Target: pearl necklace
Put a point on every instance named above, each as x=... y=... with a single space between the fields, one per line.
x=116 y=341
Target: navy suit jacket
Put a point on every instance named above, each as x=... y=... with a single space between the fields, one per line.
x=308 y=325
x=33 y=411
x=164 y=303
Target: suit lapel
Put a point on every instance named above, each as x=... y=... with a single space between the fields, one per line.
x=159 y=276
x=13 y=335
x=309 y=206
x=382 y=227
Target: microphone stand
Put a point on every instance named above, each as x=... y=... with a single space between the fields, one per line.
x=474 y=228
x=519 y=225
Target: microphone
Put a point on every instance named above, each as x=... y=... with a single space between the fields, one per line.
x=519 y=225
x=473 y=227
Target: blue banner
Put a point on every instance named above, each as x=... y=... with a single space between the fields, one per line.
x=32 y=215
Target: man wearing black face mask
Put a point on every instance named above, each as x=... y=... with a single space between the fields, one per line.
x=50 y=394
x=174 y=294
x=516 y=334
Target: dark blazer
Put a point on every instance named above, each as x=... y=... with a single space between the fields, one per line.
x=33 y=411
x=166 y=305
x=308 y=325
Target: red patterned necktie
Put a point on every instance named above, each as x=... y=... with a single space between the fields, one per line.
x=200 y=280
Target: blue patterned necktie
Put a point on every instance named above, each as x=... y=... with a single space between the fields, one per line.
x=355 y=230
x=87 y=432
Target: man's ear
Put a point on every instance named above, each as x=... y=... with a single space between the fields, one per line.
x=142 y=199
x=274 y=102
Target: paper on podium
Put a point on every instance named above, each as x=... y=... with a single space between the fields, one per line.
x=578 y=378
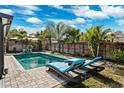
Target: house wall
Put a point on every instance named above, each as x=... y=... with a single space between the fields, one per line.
x=82 y=49
x=15 y=46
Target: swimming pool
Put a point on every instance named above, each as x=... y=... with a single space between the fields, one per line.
x=34 y=60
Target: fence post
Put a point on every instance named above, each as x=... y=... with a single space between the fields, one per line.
x=68 y=48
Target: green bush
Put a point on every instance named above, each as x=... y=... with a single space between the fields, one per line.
x=29 y=47
x=118 y=55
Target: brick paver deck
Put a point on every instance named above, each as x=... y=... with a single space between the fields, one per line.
x=34 y=78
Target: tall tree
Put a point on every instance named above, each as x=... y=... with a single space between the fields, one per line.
x=58 y=31
x=73 y=35
x=95 y=36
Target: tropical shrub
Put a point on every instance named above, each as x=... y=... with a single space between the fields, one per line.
x=118 y=55
x=29 y=47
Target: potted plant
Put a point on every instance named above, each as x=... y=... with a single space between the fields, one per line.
x=118 y=55
x=29 y=48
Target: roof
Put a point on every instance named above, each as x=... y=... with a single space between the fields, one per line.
x=120 y=35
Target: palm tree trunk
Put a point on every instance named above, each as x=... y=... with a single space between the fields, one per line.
x=59 y=46
x=97 y=54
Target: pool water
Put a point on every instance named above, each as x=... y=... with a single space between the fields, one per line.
x=34 y=60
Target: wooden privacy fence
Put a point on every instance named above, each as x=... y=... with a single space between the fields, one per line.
x=82 y=48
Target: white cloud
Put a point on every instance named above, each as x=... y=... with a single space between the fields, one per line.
x=29 y=7
x=114 y=11
x=6 y=11
x=120 y=22
x=34 y=20
x=80 y=20
x=85 y=11
x=27 y=10
x=57 y=6
x=69 y=22
x=28 y=29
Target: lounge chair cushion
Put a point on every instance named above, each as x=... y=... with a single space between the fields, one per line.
x=75 y=60
x=60 y=66
x=92 y=61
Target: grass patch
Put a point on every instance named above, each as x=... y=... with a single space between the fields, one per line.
x=108 y=78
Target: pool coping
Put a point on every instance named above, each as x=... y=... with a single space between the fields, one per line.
x=27 y=70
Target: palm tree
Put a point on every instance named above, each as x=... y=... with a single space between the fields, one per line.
x=95 y=36
x=41 y=38
x=22 y=36
x=73 y=35
x=58 y=31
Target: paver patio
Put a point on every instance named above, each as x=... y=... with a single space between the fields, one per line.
x=34 y=78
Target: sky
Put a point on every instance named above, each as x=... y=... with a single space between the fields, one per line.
x=35 y=18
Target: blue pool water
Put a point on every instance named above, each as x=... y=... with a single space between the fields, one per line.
x=34 y=60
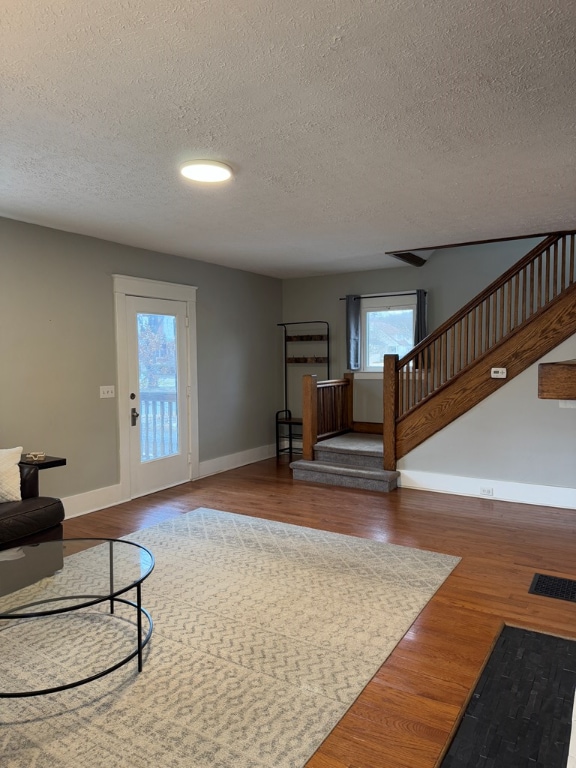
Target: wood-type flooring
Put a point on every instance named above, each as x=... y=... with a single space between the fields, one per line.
x=406 y=715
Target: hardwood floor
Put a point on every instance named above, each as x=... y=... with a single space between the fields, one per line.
x=407 y=713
==*==
[What to do] Although the records above contain pictures, your copy should give only their text, exactly as written.

[Answer]
Target: pearl necklace
Put a point on every instance named above, each as x=... y=... with a single space between the fields, one per line.
x=116 y=341
Target: navy suit jacket
Put a point on every instance named above, each as x=... y=... with a single space between the fields, one per line.
x=308 y=325
x=33 y=411
x=164 y=303
Target: suit lapel
Put a point on every instance named above, each as x=... y=... with a single space between the fields, one per line.
x=159 y=276
x=13 y=335
x=309 y=206
x=382 y=227
Target: microphone stand
Put a point on every instance named above, each as x=... y=... with a single space between the fields, one per line.
x=474 y=228
x=519 y=225
Target: microphone
Put a point on every instance named above, each as x=... y=... with a single space between the fields, one per line.
x=519 y=225
x=473 y=227
Target: blue banner
Put a point on every instance named above, each as x=... y=... with a single space between the fields, one per line.
x=32 y=215
Target: man wearing black face mask
Put a point on every instance named above, each as x=... y=... with a single space between the fields, one per line.
x=50 y=394
x=174 y=294
x=516 y=334
Target: dark blazer
Put a point on every instance named above, each as x=... y=... with a single space between the fields, one per line.
x=33 y=411
x=166 y=305
x=308 y=325
Target: red patterned necktie
Put a point on every instance named above, each as x=... y=... with a single space between the fields, one per line.
x=200 y=280
Target: blue patterned necktie
Put a point on every instance named above, each as x=... y=... with a single space between the fields, one per line.
x=355 y=230
x=87 y=432
Target: man's ear
Put a point on every instance named above, each as x=... y=... with a single space between the fields, one per line.
x=142 y=199
x=274 y=102
Target: paper on podium
Put a point on every instance named above, each as x=... y=... with a single space between the fields, one per line.
x=578 y=378
Target: house wall
Put a point on every instance named above, each as x=... y=... with a single space between the fields, one per line.
x=82 y=49
x=15 y=46
Target: swimming pool
Put a point on every instance named above, each as x=... y=... with a single space between the fields, one per line.
x=34 y=60
Target: fence post
Put a point on every instance named above, each as x=... y=... with a single space between the fields, one per line.
x=68 y=48
Target: green bush
Put a point on every instance named above, each as x=... y=... with a single space between the fields, one per line.
x=29 y=47
x=118 y=55
Target: brick paver deck
Put a point on every instance named above, each as x=... y=... with a single space between the fields, one per line.
x=34 y=78
Target: tall tree
Put a point on every instance named above, each as x=... y=... with a single space between the fields, one per line.
x=58 y=31
x=73 y=35
x=95 y=36
Target: tropical shrub
Put a point on every instance named above, each as x=... y=... with a single space between the fields, one per line.
x=118 y=55
x=29 y=47
Target: potted plant
Put a point on every instance named above, each as x=... y=... with a single space between the fields, one per line.
x=118 y=55
x=29 y=48
Target: roof
Put a point on every instance named above, each as x=... y=... with a single space between the fields, one per line.
x=120 y=35
Target: palm tree trunk
Put a point on every instance named above, each as x=... y=... with a single space between the fields, one per line.
x=59 y=46
x=97 y=54
Target: pool water
Put a point on every instance named above, each as x=... y=... with a single space between the fields, one per line.
x=34 y=60
Target: wooden privacy fence
Put a point on every instance named above, each as x=... y=... with a single space between the fields, one per line.
x=82 y=48
Target: white cloud
Put a point on every instance named above, each as x=... y=... with a single space between the fields, one per line.
x=29 y=7
x=114 y=11
x=6 y=11
x=120 y=22
x=34 y=20
x=80 y=20
x=85 y=11
x=27 y=10
x=57 y=6
x=69 y=22
x=28 y=29
Target: lounge chair cushion
Put a point on every instance named above, each as x=... y=... with a single space between the fields, one per line.
x=75 y=60
x=60 y=66
x=92 y=61
Target: grass patch
Put a point on every instance named above, each as x=... y=... with a single space between the fields, one per line.
x=108 y=78
Target: pool coping
Put a point on every instance named above, each as x=... y=... with a single space between the fields, one per line.
x=27 y=70
Target: palm tree
Put a point on every instance named above, each as x=... y=... with a single space between the fields, one per line.
x=95 y=36
x=41 y=38
x=22 y=36
x=73 y=35
x=58 y=31
Target: paver patio
Put a point on every instance named above, each as x=... y=... with a single space between the fields, one per line.
x=34 y=78
Target: sky
Put a point on every instance named above, each as x=... y=... with a single space between the fields, one per line.
x=35 y=18
Target: blue pool water
Put a point on every instance named above, each as x=... y=... with a single space between the fields, one per line.
x=34 y=60
Target: wood-type flooring
Put a point on every instance named above, each as x=... y=... with a single space between the fields, one per line.
x=406 y=715
Target: hardwood floor
Put a point on every instance named above, each as x=... y=... with a single space between the fields, one per line.
x=407 y=713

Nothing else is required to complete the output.